PROBLEM DESCRIPTION: Write out the entire listing below exactly as it appears, minus any pictures.

DATASET EXCERPTS:
## begin
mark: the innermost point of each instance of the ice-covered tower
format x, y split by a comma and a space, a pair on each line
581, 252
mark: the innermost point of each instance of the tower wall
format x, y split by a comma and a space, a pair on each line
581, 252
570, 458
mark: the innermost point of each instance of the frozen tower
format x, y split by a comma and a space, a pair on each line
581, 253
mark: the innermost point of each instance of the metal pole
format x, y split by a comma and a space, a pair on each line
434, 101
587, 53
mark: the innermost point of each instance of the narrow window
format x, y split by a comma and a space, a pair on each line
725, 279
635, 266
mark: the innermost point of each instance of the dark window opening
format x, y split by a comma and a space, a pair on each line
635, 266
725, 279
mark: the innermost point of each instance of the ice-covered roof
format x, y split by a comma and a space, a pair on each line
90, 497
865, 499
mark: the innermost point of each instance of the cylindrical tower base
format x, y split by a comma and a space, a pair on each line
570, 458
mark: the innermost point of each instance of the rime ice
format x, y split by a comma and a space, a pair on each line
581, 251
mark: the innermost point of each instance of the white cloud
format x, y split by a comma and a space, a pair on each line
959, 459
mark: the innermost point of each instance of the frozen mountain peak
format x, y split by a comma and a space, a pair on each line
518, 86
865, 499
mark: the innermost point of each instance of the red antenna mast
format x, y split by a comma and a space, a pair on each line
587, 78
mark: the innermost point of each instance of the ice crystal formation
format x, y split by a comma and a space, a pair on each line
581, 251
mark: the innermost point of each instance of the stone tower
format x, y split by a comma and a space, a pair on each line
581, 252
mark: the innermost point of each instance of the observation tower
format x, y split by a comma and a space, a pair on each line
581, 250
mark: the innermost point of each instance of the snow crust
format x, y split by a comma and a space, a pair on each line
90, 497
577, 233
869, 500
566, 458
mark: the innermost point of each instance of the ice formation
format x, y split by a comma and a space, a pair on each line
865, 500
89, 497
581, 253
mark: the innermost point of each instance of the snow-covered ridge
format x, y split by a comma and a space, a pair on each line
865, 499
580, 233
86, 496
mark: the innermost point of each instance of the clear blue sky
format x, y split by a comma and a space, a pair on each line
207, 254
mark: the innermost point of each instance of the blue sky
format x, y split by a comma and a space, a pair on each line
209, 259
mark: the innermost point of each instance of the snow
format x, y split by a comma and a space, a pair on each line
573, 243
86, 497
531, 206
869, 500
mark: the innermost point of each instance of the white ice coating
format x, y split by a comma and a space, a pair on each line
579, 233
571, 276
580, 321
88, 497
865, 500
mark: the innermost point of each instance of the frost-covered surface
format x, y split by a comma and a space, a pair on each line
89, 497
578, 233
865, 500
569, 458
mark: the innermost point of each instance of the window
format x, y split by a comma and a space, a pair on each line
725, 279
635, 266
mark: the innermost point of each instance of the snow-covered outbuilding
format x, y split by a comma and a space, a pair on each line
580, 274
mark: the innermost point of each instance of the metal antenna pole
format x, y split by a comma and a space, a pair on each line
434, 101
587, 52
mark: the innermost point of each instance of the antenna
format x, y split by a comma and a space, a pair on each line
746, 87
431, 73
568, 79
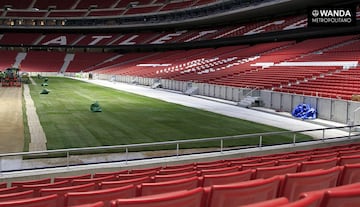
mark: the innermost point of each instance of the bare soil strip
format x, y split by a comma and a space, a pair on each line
37, 135
11, 120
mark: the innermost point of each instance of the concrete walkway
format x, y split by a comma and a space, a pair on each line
38, 137
11, 120
226, 108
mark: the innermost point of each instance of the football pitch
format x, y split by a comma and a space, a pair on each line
128, 118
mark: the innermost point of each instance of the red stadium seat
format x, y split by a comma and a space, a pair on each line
311, 200
133, 171
297, 183
17, 195
190, 198
135, 175
323, 156
62, 191
168, 167
350, 174
241, 162
44, 201
226, 178
267, 172
105, 174
211, 166
219, 170
168, 171
318, 164
292, 160
31, 182
121, 183
36, 187
270, 203
162, 178
94, 180
9, 190
106, 195
320, 193
70, 178
351, 159
256, 165
168, 186
341, 198
242, 193
97, 204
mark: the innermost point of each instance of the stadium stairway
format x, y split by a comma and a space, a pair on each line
229, 182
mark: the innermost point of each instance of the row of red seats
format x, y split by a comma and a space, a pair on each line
170, 178
291, 186
84, 4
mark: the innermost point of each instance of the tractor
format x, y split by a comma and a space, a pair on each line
10, 78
## end
RIGHT ANSWER:
mark: the innermost point of each instance of the ice-covered tower
format x, y split by a comma and a space, a pair on each line
581, 252
mark: the innermost point of each instance of the tower wall
format x, y split by a comma and a space, a pair on each line
581, 252
570, 458
mark: the innermost point of each instance of the frozen tower
format x, y split by a comma and a space, a pair on each line
581, 253
mark: the innermost point of each instance of the metal pole
format x, y split by a comma and a space, a pair on each line
434, 101
587, 53
mark: the innermost point of each instance of the narrow window
format x, y split by a comma and a space, a pair on each line
725, 279
635, 266
mark: the innermost point of each instance of the dark window opening
format x, y split by a comma and a space, a pair on each line
635, 266
725, 279
mark: the innermost point of each instance of the ice-covered roof
format x, y split by a comma and a space, a pair on each line
90, 497
865, 499
mark: the innermost point of each instance of the cylindrical tower base
format x, y split by a comma and a space, a pair on each line
570, 458
mark: the innermost point of each instance of the rime ice
format x, y split by a comma and a space, a pair on each line
581, 251
mark: the innermost point of each instance of the white cloud
format x, y split by a comma and a space, a pair on each line
959, 459
mark: the innermost point of each instance of the frozen mountain peak
format x, y split by a comma and a space, a pair on each line
518, 86
865, 499
mark: the innermost point of each instance of the red antenna mast
format x, y split by a comma and a space, a pair on each line
587, 78
mark: the innermost point of each instance of the ice crystal formation
format x, y split by a comma and a space, a pair on each line
581, 251
mark: the innermost point of each instance of the stone tower
format x, y split by a comma and a space, a pair on each line
581, 252
mark: the innermost point of each instance of the observation tower
format x, y split by a comma and a space, a pair on each line
581, 250
mark: the innermost point of each instance of the snow crust
format x, y split by a comma and a space, a pair on each line
90, 497
577, 233
869, 500
566, 458
mark: the innermost point of each instance of the ice formation
format x, y split by a comma and a space, a pair on each line
865, 500
89, 497
581, 253
mark: the innermost point of each instance of the snow-covered ridge
format x, y split by a comma and a space, a pair on each line
865, 499
580, 233
86, 496
mark: the innermost point of each instance of the clear blue sky
format x, y split by a comma and a space, a pair on each line
207, 254
mark: the innermost point of each instance of the blue sky
format x, y split by a comma and a space, a pair on each line
209, 259
mark: the innermost point of each instance of the snow
format x, y split by a comma and a space, a pair on each line
573, 243
86, 497
531, 206
869, 500
mark: the innermost point of each instance of the white ice coating
format x, y split by a comma and a space, a pair on each line
579, 233
571, 276
580, 321
88, 497
865, 500
mark: the innermost point of each instance of the frost-covered surface
format x, y split by a comma and a space, a pair on each line
89, 497
578, 233
865, 500
569, 458
mark: the innermost point of each instance of the window
format x, y split by a comma and a space, a pair on each line
725, 279
635, 266
mark: the innermost point of each instance of the snow-covered outbuilding
format x, y split by a comma and a space, a pair on each line
580, 274
mark: the innermost point of each instance of the metal antenna pole
format x, y split by a comma and a space, a pair on each line
434, 101
587, 52
mark: the innermost point of each instance of the antenna
format x, y split by a comma and a space, a pair on each line
746, 87
431, 73
568, 79
mark: the innermost point of each instance of the bare soil strip
format x, y split by a comma and a space, a pair on each line
37, 135
11, 120
mark: the innermost point of each instance of the concrete walkway
format x, y split by a comma and a space, a pair on each line
38, 137
11, 120
226, 108
mark: the innermost point of each instance of the football pitch
format x, y split by a comma and a space, a pair on each line
128, 118
mark: the innermost point of each instance of the red stadium seat
format x, y split by a comma and a space, a pair on each line
311, 200
133, 171
297, 183
17, 195
190, 198
135, 175
323, 156
62, 191
168, 167
350, 174
241, 162
44, 201
226, 178
267, 172
105, 174
211, 166
219, 170
168, 171
318, 164
292, 160
31, 182
121, 183
36, 187
270, 203
162, 178
94, 180
9, 190
106, 195
320, 193
70, 178
351, 159
256, 165
168, 186
341, 198
242, 193
97, 204
mark: the innermost point of each instance of the stadium stairway
format x, y split by a comma and a space, a pair on each line
229, 182
mark: the innermost point of each instance of the row of red seats
format x, y split by a comma and a space, a pair on each line
170, 178
291, 186
84, 4
mark: the innermost point of each instance of the tractor
format x, y split by a comma and a space, a pair on each line
10, 78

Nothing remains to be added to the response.